**EXERCISE BRIEF**
Report every line in the entries below that contains the word "sign", copying each such line in full. Case matters when matching.

**MATERIAL FOR THIS TASK**
»»
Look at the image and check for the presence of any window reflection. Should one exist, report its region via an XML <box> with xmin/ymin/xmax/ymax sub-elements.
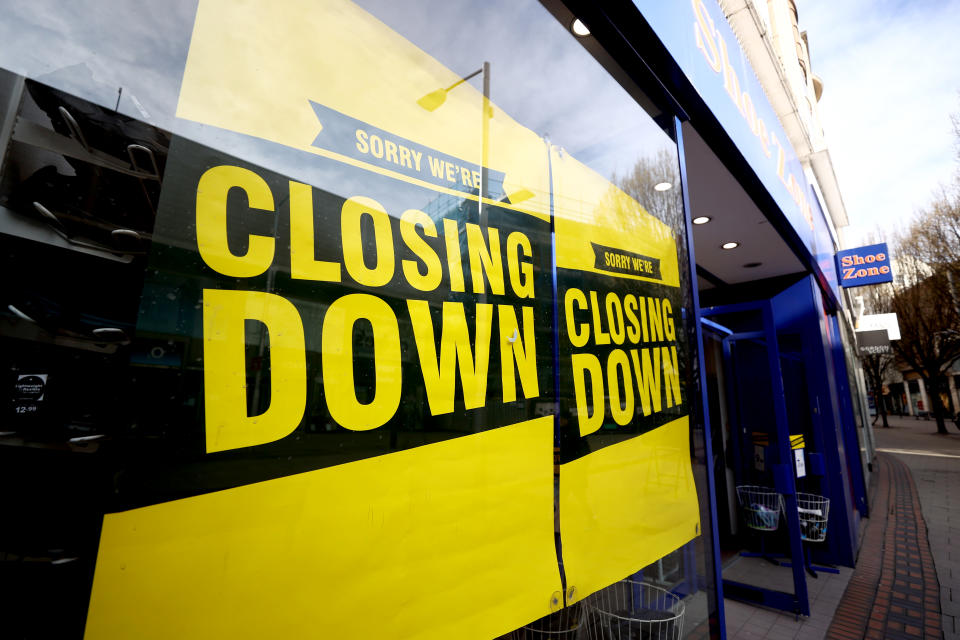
<box><xmin>0</xmin><ymin>1</ymin><xmax>716</xmax><ymax>636</ymax></box>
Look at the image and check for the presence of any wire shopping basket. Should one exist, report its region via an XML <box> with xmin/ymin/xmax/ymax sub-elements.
<box><xmin>584</xmin><ymin>578</ymin><xmax>685</xmax><ymax>640</ymax></box>
<box><xmin>797</xmin><ymin>493</ymin><xmax>830</xmax><ymax>542</ymax></box>
<box><xmin>737</xmin><ymin>484</ymin><xmax>783</xmax><ymax>531</ymax></box>
<box><xmin>510</xmin><ymin>602</ymin><xmax>584</xmax><ymax>640</ymax></box>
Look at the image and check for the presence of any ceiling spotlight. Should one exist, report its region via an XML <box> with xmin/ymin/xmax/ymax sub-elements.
<box><xmin>570</xmin><ymin>18</ymin><xmax>590</xmax><ymax>38</ymax></box>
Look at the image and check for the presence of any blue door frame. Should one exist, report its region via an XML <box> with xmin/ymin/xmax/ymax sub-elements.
<box><xmin>701</xmin><ymin>300</ymin><xmax>810</xmax><ymax>616</ymax></box>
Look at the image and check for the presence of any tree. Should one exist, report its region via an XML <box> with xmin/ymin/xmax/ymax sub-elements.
<box><xmin>890</xmin><ymin>220</ymin><xmax>960</xmax><ymax>434</ymax></box>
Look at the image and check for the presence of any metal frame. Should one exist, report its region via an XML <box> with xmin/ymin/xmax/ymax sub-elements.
<box><xmin>673</xmin><ymin>117</ymin><xmax>727</xmax><ymax>639</ymax></box>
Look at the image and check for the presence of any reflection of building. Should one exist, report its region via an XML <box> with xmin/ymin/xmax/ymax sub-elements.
<box><xmin>0</xmin><ymin>0</ymin><xmax>869</xmax><ymax>638</ymax></box>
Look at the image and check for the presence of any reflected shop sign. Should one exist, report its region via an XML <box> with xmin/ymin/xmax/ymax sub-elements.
<box><xmin>634</xmin><ymin>0</ymin><xmax>830</xmax><ymax>262</ymax></box>
<box><xmin>837</xmin><ymin>242</ymin><xmax>893</xmax><ymax>287</ymax></box>
<box><xmin>857</xmin><ymin>329</ymin><xmax>891</xmax><ymax>356</ymax></box>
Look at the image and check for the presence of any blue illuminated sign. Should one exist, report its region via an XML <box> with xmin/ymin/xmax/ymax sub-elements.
<box><xmin>837</xmin><ymin>242</ymin><xmax>893</xmax><ymax>287</ymax></box>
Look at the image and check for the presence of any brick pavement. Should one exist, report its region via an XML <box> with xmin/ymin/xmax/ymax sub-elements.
<box><xmin>826</xmin><ymin>410</ymin><xmax>960</xmax><ymax>640</ymax></box>
<box><xmin>725</xmin><ymin>417</ymin><xmax>960</xmax><ymax>640</ymax></box>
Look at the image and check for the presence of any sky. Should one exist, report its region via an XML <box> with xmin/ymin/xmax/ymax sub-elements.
<box><xmin>797</xmin><ymin>0</ymin><xmax>960</xmax><ymax>247</ymax></box>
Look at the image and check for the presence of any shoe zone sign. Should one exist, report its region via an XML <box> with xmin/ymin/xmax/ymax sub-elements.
<box><xmin>837</xmin><ymin>242</ymin><xmax>893</xmax><ymax>287</ymax></box>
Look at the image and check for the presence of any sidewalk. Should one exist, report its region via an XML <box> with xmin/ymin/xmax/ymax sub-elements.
<box><xmin>725</xmin><ymin>417</ymin><xmax>960</xmax><ymax>640</ymax></box>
««
**COMPLETE ANSWER**
Look at the image and check for the presence of any reflected shop sign. Should one exist, report its region via an XML <box> with xmin/ymin/xmax/ymax sub-elements.
Look at the image and check for the presence of any blue illuminated sign. Should one exist, report its region via an XML <box> with xmin/ymin/xmax/ymax sub-elements.
Look at the image and check for the presence of any shoe zone sign. Should one exist, report its region via an XML <box> with xmin/ymin/xmax/ymax sub-elements.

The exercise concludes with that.